How many lines of the listing below contain the string "baseball"? Reply with the number alone.

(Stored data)
◇ ◇ ◇ ◇ ◇

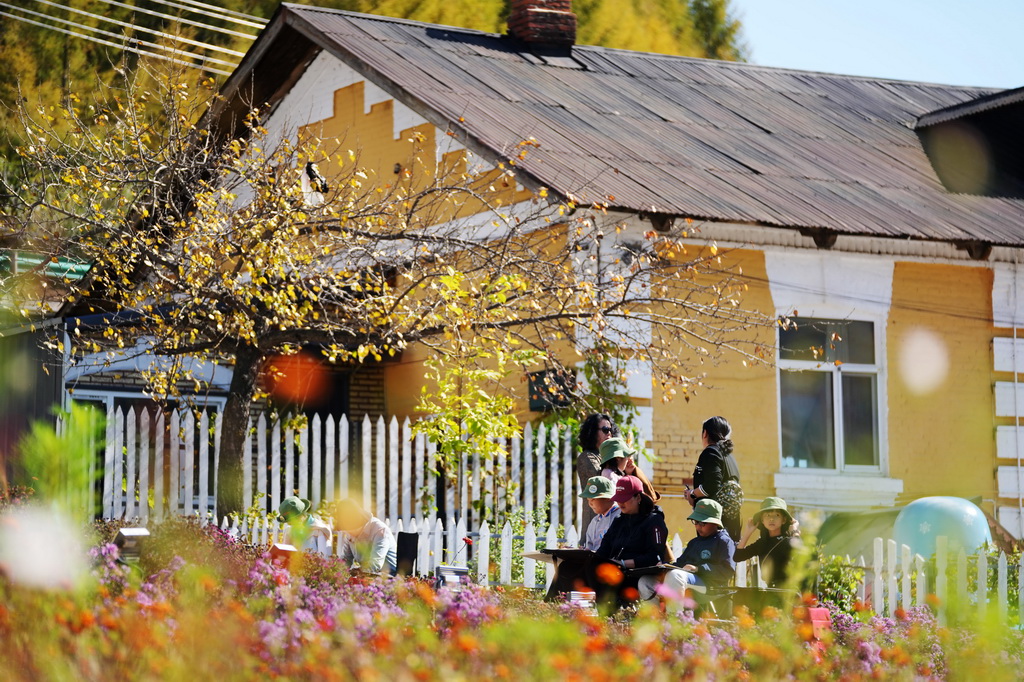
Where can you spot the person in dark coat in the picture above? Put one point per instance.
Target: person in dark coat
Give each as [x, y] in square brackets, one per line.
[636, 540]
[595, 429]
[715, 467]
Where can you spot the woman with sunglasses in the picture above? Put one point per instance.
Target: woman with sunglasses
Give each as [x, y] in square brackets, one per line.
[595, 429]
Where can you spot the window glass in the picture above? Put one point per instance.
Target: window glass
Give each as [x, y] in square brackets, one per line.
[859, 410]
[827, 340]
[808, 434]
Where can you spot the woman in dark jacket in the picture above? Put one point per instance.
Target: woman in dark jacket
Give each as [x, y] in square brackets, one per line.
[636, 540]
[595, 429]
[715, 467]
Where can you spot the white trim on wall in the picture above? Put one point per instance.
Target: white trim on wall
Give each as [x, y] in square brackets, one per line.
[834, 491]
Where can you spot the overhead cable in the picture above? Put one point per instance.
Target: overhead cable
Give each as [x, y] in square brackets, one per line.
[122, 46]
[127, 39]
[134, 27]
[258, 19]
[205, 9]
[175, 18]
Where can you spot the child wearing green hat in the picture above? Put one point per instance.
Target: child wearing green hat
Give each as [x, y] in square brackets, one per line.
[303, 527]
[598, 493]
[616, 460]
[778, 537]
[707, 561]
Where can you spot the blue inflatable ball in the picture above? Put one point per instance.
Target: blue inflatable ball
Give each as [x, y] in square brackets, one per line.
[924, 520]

◇ ◇ ◇ ◇ ◇

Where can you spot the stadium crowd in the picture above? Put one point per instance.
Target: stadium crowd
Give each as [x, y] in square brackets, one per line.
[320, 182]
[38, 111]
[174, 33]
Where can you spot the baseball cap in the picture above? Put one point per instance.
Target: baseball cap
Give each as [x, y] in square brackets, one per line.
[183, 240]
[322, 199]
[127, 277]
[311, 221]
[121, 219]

◇ ◇ ◇ ◇ ◇

# The reply:
2